**Material for the task:**
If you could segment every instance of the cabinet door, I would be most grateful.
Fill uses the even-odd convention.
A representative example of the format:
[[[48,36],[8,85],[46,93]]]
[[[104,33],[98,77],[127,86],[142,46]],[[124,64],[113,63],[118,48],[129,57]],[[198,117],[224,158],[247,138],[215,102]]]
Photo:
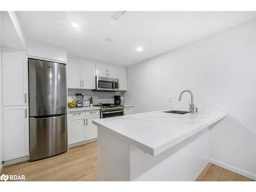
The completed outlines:
[[[108,66],[102,64],[96,65],[96,75],[99,77],[108,77]]]
[[[85,124],[84,118],[69,118],[69,144],[86,140]]]
[[[80,89],[81,86],[82,61],[69,58],[67,64],[68,88]]]
[[[86,140],[90,140],[97,138],[98,136],[97,126],[93,124],[94,119],[99,119],[99,116],[86,117]]]
[[[28,106],[4,107],[5,161],[29,155]]]
[[[82,88],[95,89],[95,63],[82,61]]]
[[[119,90],[127,91],[127,69],[118,68]]]
[[[109,71],[109,76],[110,78],[118,78],[118,68],[115,67],[108,66],[108,70]]]
[[[4,106],[28,105],[28,59],[26,56],[3,53]]]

**Exercise:** Change "cabinet door" to "kitchen drawer" in the listing above and write it out again with everything else unchanged. Leave the picture out.

**Solution to this exercise:**
If you could segment every instance of the kitchen drawer, I would be most grateful.
Fill uses the even-odd convention.
A representative example of the format:
[[[48,36],[8,85],[46,93]]]
[[[104,33],[98,77],[127,86],[142,46]],[[124,64],[113,63],[118,48],[129,57]],[[198,117],[224,158],[247,138],[215,102]]]
Photo:
The completed outlines:
[[[108,66],[102,64],[96,65],[96,75],[99,77],[108,77]]]
[[[85,124],[84,118],[69,118],[69,144],[86,140]]]
[[[80,89],[81,86],[82,61],[69,58],[67,64],[68,88]]]
[[[86,140],[90,140],[97,138],[98,136],[97,126],[93,124],[94,119],[99,119],[99,116],[86,117]]]
[[[28,106],[4,107],[5,161],[29,155]]]
[[[82,88],[95,89],[95,63],[82,61]]]
[[[119,90],[127,91],[127,69],[118,68]]]
[[[109,71],[109,76],[110,78],[118,78],[118,68],[115,67],[108,66],[108,70]]]
[[[4,106],[28,105],[28,59],[26,56],[3,53]]]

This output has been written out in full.